What you have to do: Reproduce, word for word, every line starting at the line that contains "Can you see the hazy" and ending with the final line of the entries.

══════

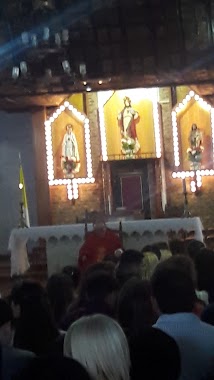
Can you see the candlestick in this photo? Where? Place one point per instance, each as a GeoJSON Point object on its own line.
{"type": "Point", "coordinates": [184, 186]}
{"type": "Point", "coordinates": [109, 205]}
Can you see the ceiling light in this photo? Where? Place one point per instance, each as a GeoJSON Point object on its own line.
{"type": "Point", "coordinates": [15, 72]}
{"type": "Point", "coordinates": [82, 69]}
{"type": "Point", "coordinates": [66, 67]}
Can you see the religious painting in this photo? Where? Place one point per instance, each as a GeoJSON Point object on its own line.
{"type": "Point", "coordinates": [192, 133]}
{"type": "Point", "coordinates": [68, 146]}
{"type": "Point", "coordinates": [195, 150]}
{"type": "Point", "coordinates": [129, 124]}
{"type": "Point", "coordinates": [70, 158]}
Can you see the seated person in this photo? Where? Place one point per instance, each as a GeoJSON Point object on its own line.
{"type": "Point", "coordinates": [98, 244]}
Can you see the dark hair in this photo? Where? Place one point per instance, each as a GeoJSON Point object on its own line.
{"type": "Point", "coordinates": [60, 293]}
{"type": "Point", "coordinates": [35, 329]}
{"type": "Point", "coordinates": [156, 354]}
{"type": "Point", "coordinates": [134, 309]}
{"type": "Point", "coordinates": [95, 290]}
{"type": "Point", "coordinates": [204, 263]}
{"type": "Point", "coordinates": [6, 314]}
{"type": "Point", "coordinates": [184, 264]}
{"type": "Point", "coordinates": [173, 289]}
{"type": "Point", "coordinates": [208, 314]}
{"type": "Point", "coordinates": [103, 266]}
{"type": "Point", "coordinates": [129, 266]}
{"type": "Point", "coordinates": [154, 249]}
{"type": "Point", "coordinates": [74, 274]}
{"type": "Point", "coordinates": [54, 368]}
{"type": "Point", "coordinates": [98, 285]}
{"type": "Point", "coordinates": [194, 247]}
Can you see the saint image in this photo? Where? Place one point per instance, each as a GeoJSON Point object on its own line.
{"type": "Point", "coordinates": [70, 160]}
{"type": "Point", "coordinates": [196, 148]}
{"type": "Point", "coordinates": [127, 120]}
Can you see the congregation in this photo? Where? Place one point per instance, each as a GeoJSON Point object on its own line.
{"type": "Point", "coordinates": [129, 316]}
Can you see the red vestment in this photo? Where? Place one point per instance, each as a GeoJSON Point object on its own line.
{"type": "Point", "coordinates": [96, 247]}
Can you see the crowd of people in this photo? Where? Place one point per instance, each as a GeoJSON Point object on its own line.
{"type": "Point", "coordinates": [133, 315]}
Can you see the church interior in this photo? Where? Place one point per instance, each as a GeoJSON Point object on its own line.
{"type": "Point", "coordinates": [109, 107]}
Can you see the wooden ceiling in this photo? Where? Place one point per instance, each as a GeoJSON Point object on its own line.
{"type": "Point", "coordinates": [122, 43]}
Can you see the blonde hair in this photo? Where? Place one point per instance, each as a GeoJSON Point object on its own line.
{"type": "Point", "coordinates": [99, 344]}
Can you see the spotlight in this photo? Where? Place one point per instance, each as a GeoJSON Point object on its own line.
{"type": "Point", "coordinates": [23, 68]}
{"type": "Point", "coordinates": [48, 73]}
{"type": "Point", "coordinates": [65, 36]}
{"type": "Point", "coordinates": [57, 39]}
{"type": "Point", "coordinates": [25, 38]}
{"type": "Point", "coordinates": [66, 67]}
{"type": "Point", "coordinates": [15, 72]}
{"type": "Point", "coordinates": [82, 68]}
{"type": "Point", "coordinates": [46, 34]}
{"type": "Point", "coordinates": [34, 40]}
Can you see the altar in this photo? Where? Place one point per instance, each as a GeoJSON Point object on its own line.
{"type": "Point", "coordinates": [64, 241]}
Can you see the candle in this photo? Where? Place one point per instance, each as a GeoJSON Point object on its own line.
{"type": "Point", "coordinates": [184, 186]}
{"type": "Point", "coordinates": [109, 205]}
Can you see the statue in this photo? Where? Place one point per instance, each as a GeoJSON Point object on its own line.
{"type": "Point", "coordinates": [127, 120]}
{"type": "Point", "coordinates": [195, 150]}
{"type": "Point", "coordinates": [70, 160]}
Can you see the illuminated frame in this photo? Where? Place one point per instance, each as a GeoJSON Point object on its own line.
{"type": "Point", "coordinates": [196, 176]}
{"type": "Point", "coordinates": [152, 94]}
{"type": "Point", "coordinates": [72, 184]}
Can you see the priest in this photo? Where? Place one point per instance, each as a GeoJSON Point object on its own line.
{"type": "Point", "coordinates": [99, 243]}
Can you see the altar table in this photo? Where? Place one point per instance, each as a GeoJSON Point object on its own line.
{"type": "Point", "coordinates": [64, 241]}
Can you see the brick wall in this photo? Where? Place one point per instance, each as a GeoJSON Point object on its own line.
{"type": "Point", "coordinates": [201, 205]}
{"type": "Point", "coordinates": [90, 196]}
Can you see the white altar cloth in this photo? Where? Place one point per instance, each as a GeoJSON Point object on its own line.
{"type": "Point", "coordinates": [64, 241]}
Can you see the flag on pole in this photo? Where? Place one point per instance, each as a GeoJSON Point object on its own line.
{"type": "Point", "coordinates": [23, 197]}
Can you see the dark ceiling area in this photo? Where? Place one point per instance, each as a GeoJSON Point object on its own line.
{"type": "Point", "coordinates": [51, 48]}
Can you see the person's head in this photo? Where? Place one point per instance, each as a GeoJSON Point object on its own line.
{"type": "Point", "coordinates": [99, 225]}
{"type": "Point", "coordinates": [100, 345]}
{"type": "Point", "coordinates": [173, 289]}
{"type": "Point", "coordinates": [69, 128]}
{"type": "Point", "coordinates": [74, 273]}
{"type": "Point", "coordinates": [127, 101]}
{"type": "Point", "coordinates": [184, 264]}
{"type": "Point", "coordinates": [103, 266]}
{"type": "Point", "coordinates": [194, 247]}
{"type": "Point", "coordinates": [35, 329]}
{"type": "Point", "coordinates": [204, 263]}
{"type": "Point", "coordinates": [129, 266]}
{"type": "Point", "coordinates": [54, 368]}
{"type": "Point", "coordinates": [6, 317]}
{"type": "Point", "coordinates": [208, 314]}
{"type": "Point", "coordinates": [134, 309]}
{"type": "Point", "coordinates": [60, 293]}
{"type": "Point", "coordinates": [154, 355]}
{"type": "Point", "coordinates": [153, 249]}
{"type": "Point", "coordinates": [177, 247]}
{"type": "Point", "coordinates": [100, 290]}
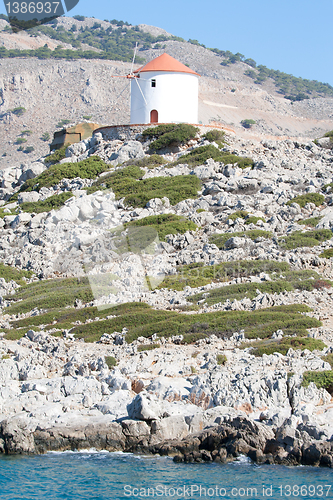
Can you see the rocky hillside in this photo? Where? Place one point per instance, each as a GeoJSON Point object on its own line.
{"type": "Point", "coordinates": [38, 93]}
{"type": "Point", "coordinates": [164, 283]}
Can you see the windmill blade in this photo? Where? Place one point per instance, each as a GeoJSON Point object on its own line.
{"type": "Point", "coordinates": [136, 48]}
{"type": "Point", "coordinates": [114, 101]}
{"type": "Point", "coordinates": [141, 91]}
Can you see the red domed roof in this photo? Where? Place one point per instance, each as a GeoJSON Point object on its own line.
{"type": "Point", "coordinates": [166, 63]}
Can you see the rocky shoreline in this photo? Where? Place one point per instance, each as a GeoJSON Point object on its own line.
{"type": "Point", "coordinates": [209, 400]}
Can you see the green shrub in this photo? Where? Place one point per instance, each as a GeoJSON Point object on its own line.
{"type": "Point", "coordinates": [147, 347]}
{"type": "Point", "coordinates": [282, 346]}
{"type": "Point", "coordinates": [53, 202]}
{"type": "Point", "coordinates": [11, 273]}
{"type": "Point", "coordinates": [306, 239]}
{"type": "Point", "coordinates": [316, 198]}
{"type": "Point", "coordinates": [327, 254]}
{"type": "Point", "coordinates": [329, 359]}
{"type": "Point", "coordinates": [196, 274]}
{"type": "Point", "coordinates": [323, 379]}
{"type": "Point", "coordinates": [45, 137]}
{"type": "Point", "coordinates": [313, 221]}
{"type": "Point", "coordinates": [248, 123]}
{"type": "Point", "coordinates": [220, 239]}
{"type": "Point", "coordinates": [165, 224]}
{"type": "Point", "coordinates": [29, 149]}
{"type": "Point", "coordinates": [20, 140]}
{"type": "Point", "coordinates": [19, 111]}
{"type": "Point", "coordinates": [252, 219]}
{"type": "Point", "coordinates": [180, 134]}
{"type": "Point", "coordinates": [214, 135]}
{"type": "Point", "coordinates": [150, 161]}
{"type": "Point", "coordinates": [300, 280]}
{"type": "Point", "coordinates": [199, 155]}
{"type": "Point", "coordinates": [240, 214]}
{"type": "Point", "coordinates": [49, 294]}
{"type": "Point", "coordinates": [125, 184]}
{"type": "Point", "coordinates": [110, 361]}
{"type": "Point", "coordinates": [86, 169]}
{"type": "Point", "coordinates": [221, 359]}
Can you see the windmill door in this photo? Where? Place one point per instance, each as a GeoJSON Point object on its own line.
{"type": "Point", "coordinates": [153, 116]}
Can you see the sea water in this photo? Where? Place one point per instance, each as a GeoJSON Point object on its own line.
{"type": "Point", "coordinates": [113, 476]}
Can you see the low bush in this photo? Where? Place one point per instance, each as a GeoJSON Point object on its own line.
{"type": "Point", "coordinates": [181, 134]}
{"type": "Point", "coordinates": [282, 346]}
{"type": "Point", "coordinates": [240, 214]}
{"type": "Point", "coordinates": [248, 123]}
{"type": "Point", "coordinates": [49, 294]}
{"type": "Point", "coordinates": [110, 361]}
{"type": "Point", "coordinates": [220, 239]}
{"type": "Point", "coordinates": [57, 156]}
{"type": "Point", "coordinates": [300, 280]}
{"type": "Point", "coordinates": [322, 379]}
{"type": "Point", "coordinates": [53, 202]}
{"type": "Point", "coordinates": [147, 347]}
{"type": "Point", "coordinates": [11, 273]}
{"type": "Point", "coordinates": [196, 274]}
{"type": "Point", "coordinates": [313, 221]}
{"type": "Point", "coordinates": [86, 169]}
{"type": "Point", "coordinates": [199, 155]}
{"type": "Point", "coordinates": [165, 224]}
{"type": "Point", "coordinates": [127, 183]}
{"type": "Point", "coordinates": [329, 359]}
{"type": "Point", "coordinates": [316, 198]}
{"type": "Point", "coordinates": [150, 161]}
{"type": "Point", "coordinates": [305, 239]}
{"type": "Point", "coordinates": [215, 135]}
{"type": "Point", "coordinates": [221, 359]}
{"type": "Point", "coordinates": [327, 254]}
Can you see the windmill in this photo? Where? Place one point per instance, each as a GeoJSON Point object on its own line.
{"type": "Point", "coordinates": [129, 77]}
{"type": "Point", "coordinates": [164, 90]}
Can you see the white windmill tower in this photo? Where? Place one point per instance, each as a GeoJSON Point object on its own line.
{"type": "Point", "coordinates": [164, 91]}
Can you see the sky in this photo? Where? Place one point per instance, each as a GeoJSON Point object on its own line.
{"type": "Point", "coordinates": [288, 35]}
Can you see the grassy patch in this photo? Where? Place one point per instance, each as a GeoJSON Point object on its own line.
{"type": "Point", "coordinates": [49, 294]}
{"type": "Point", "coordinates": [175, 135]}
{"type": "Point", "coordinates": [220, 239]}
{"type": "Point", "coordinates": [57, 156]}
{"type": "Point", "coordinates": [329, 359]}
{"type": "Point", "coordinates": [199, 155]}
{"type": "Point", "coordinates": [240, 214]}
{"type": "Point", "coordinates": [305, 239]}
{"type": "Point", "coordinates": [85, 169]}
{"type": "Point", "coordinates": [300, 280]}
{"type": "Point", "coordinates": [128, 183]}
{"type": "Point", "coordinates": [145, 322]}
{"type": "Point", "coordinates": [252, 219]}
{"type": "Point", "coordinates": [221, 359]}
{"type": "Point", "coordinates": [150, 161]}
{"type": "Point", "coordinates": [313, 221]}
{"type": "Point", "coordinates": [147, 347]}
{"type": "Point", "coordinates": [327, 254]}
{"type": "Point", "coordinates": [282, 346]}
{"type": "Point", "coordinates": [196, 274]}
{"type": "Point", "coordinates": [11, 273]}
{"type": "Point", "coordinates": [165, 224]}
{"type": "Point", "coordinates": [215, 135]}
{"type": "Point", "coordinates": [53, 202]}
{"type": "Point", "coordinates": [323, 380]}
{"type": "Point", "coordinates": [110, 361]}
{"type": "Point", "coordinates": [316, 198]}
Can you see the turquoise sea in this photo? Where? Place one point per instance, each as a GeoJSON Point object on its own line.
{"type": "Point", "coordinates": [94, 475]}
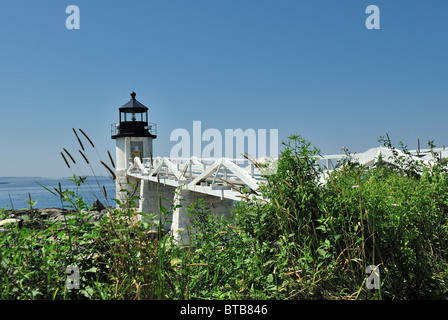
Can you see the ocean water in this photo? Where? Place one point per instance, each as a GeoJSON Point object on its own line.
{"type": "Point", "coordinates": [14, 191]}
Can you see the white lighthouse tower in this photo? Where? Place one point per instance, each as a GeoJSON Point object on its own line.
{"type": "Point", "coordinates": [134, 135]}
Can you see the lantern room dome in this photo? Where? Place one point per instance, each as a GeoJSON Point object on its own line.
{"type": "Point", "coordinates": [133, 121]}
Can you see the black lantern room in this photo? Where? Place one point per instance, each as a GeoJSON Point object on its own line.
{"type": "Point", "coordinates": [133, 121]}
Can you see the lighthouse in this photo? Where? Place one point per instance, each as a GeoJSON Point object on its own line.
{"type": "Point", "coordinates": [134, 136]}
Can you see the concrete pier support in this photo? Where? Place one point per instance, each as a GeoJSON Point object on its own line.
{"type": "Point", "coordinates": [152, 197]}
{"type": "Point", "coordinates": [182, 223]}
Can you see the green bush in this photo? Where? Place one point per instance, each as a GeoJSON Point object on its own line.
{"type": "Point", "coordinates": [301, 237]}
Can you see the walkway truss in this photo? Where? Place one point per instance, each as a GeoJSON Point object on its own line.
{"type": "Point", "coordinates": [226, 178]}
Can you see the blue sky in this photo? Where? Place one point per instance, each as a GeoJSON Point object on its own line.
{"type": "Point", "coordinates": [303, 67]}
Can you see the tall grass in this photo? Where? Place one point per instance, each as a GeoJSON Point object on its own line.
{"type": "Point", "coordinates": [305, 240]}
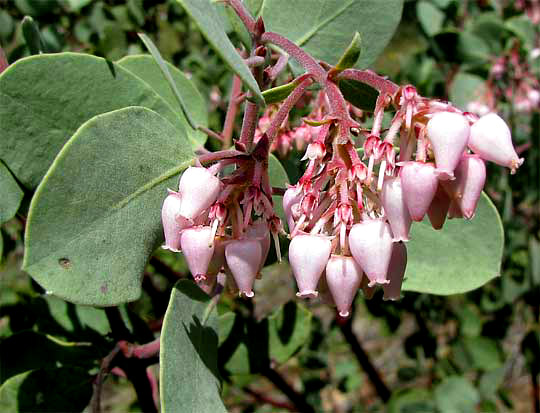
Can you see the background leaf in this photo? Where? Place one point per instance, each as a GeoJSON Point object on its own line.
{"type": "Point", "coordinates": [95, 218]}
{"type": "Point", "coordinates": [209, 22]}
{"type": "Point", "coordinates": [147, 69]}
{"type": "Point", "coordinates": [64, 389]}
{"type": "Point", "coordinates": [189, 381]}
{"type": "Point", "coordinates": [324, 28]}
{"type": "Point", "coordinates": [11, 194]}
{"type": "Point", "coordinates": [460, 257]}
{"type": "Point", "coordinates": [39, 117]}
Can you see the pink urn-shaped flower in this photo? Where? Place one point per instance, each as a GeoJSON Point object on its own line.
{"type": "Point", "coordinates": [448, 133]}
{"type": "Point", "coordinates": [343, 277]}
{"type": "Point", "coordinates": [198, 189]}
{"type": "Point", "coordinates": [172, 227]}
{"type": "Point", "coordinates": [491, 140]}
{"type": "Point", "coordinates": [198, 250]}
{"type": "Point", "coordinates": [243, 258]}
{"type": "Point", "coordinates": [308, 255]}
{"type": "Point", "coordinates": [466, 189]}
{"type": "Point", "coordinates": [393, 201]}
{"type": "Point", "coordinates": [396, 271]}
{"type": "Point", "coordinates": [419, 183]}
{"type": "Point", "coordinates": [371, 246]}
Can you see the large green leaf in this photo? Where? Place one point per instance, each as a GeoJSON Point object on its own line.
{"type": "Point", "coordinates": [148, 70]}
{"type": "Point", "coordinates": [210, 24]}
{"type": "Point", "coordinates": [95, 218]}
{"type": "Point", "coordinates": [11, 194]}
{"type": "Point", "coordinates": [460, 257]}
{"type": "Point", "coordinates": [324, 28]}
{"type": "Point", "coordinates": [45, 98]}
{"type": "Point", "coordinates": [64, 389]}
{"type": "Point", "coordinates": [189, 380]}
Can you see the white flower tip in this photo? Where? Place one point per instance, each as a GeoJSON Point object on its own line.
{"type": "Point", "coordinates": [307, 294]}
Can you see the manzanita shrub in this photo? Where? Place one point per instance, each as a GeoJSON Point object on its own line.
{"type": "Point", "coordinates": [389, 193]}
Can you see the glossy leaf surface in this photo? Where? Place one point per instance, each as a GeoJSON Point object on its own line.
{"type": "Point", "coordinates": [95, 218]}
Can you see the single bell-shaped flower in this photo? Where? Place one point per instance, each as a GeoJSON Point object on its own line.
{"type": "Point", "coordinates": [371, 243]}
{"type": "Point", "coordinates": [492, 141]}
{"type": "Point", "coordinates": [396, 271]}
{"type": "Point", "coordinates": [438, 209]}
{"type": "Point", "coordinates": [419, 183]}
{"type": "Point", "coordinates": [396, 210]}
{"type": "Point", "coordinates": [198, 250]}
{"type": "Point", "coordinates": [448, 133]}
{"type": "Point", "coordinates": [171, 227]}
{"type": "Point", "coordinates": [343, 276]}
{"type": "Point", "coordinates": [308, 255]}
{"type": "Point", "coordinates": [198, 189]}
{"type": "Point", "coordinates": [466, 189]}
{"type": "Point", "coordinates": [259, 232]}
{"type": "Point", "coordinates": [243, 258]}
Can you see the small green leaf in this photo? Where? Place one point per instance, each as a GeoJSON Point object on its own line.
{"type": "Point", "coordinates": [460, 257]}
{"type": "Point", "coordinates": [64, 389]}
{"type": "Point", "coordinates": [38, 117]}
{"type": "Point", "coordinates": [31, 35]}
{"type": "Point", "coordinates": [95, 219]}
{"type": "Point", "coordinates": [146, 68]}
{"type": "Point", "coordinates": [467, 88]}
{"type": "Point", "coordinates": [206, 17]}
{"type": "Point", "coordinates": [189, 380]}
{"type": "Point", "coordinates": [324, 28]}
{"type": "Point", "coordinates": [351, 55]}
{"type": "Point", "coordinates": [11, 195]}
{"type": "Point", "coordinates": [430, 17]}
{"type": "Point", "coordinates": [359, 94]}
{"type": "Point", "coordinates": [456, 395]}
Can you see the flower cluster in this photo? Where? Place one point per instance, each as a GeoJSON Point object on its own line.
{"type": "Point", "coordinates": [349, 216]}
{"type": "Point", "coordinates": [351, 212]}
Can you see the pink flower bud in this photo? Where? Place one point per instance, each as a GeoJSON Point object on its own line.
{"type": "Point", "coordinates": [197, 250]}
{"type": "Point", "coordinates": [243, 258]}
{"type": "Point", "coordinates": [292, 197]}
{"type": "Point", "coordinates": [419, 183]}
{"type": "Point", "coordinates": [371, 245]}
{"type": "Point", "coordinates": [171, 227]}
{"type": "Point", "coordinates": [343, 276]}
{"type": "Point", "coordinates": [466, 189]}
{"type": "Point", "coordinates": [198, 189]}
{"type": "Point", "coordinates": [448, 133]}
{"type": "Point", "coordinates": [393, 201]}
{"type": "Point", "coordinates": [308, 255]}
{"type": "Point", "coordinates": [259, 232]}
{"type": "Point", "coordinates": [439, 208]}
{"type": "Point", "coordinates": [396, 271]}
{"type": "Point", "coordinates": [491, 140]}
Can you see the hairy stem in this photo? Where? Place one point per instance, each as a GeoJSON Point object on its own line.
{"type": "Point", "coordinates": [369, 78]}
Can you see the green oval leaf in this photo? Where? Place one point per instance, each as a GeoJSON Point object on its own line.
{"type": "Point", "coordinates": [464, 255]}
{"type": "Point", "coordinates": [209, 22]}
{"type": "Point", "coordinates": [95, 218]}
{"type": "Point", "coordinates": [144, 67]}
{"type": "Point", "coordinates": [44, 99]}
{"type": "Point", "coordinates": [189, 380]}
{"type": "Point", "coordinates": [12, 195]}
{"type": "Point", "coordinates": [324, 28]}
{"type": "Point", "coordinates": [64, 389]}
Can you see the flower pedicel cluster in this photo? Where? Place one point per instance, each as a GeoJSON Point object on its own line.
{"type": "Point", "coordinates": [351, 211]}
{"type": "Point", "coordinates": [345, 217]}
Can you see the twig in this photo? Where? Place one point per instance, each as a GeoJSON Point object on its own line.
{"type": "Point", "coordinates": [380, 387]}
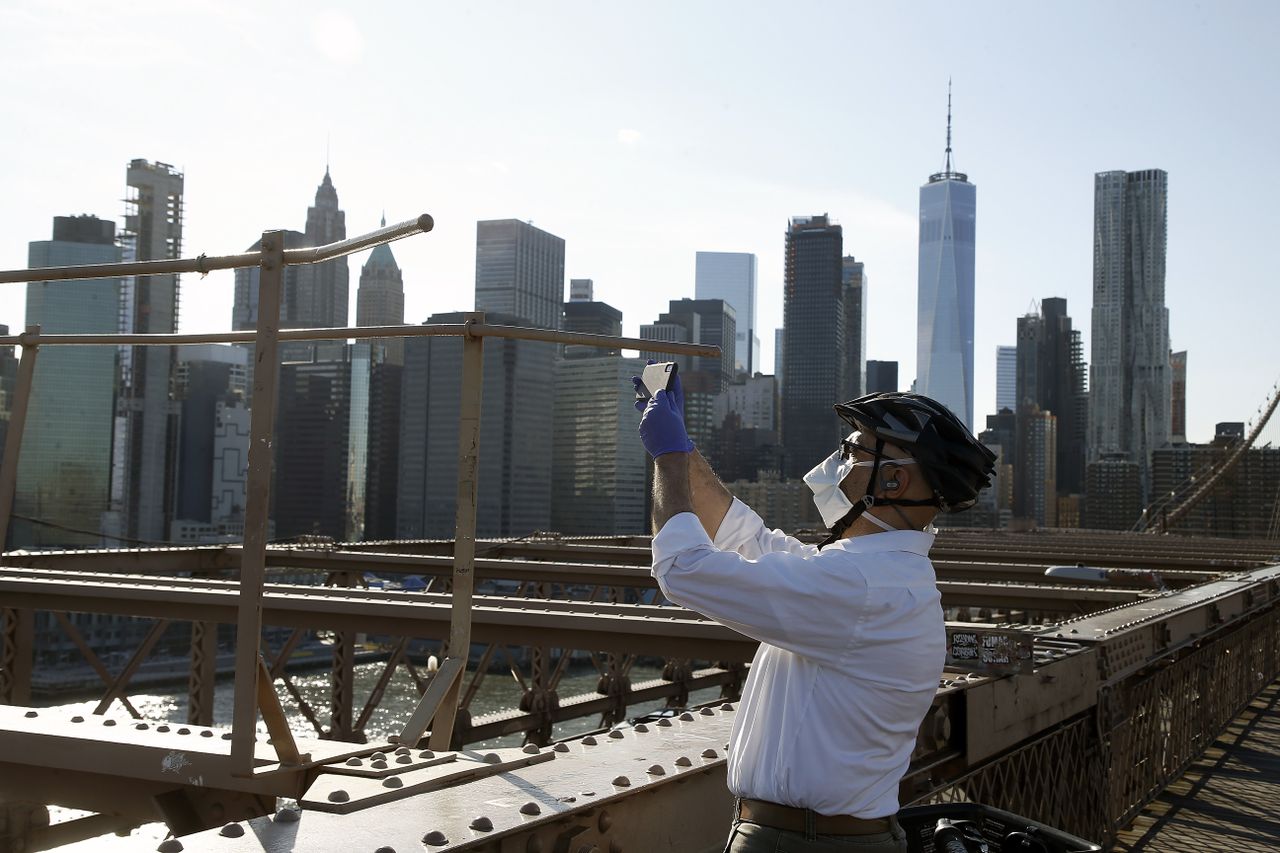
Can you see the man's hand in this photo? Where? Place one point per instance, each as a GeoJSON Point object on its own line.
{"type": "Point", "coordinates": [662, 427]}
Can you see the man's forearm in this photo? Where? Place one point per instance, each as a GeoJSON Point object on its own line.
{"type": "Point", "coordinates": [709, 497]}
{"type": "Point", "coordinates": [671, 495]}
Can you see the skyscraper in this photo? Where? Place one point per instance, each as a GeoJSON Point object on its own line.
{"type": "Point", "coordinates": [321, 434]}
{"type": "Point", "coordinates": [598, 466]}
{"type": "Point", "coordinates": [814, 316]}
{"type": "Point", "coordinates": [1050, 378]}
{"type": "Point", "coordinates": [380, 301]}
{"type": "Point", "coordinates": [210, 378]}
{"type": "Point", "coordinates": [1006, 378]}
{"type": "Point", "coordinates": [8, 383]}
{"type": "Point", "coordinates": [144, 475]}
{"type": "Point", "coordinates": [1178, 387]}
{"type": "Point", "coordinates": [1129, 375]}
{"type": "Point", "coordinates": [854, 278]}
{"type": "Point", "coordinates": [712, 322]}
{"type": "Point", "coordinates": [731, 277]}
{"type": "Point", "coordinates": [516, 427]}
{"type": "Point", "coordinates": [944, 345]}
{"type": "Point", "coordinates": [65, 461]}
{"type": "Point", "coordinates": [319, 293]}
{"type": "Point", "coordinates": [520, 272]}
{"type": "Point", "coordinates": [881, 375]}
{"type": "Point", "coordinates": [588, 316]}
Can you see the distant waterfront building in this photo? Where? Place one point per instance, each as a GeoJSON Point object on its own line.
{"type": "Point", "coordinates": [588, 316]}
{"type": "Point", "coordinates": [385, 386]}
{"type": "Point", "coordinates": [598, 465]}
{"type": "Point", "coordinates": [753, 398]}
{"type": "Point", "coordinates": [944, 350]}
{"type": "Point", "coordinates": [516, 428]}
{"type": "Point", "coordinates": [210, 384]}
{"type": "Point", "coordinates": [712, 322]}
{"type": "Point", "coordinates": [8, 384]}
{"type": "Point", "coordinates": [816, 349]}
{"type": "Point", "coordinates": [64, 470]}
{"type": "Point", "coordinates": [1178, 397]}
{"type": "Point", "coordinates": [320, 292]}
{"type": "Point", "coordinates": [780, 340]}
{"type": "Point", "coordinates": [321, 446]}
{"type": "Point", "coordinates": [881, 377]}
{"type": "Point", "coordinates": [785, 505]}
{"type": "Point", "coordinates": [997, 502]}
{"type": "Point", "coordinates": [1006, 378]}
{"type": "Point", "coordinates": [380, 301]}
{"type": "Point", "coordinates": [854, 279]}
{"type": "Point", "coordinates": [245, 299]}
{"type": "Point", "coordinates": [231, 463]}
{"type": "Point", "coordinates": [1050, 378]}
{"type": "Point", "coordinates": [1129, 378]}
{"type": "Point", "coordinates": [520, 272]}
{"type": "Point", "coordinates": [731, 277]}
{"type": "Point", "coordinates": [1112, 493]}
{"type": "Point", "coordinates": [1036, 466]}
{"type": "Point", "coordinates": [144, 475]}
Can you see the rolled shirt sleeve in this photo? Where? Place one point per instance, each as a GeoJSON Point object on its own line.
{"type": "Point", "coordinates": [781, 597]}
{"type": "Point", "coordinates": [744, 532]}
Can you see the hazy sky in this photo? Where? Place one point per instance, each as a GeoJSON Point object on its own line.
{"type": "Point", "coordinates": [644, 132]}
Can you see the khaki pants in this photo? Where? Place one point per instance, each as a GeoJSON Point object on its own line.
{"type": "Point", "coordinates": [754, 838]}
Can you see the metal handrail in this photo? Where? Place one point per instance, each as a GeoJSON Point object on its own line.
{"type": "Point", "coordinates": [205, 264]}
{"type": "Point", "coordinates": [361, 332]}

══════

Response for this exercise:
Can you see the hazy sky in this photo? Where? Place one point per instance, each as a GeoJSON Point object on its own line.
{"type": "Point", "coordinates": [644, 132]}
Can you see the khaki pants in this photo? Where? Place one point per instance, each as a GeoJSON Point object on its own line.
{"type": "Point", "coordinates": [754, 838]}
Can you see the metal handrail in this photo? Where? Place one point per instance, each as a GeoJSON Point object on its own line.
{"type": "Point", "coordinates": [205, 264]}
{"type": "Point", "coordinates": [361, 332]}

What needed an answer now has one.